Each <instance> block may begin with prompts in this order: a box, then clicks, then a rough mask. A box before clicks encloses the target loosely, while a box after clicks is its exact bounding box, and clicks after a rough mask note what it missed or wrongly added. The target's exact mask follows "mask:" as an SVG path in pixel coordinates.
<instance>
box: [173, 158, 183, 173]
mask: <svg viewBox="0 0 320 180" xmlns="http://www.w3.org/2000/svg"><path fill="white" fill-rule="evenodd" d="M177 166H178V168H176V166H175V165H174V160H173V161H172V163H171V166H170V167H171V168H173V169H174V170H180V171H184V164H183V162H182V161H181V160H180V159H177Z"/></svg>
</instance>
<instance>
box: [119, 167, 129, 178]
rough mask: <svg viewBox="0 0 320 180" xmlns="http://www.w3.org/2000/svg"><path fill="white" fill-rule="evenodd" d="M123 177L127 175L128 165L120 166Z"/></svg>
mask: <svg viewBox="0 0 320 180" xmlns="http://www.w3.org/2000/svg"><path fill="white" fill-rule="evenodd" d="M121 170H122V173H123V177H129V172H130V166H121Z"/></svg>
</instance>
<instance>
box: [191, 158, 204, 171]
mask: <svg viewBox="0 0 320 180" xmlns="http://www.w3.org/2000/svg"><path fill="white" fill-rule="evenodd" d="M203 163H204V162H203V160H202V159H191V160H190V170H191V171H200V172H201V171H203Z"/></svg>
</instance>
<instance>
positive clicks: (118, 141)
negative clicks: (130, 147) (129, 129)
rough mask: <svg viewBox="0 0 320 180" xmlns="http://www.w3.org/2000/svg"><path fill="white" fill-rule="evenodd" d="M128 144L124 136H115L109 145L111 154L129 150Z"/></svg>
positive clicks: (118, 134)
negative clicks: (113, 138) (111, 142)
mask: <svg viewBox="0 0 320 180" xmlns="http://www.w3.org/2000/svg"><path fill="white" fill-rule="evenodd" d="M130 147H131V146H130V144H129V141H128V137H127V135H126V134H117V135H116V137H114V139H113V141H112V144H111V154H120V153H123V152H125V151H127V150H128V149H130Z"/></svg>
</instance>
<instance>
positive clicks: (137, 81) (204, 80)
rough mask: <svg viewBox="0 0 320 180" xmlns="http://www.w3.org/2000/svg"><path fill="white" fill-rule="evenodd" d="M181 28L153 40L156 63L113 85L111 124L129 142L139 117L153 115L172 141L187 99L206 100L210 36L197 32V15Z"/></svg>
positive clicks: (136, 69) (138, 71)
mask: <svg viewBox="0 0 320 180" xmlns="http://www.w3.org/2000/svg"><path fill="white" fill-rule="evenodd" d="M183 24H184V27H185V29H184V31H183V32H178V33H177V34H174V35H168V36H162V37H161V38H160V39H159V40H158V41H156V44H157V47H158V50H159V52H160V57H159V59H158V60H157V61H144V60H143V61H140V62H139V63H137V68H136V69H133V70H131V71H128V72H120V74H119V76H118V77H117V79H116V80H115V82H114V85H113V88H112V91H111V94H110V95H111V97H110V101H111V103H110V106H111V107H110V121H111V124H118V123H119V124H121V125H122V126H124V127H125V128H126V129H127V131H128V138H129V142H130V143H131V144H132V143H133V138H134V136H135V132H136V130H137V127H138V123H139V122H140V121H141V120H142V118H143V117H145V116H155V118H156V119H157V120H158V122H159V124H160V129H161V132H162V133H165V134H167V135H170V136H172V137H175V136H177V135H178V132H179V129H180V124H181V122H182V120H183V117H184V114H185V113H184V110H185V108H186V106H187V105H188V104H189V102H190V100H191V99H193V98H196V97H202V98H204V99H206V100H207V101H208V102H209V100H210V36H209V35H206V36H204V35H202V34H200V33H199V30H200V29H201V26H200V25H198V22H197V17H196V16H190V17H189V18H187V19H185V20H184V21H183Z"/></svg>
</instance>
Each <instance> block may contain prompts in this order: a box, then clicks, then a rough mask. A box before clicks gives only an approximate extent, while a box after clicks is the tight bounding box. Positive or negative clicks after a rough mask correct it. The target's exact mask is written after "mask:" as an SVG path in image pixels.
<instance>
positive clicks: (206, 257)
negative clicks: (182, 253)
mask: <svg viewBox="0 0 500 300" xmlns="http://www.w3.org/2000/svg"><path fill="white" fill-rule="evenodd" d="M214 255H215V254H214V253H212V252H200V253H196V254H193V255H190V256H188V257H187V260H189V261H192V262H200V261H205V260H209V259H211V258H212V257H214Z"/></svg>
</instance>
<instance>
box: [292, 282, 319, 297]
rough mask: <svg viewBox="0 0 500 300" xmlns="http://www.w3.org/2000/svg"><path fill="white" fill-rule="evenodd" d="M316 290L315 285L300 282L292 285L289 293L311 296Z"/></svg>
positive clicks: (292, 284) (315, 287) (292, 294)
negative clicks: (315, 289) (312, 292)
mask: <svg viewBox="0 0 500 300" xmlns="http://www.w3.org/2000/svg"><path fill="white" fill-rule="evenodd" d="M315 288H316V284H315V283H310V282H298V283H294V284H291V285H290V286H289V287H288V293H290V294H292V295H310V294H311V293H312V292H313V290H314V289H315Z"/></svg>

Task brief: Copy the entries above exactly, but only from the line holding "positive clicks: (137, 81) (204, 80)" through the line holding "28L153 40L156 63L113", both included.

Solution:
positive clicks: (137, 81) (204, 80)
rough mask: <svg viewBox="0 0 320 180" xmlns="http://www.w3.org/2000/svg"><path fill="white" fill-rule="evenodd" d="M181 28L153 40L156 63L113 85L111 124L129 142L139 117L153 115L172 141L187 99L206 100L210 36L197 32V15Z"/></svg>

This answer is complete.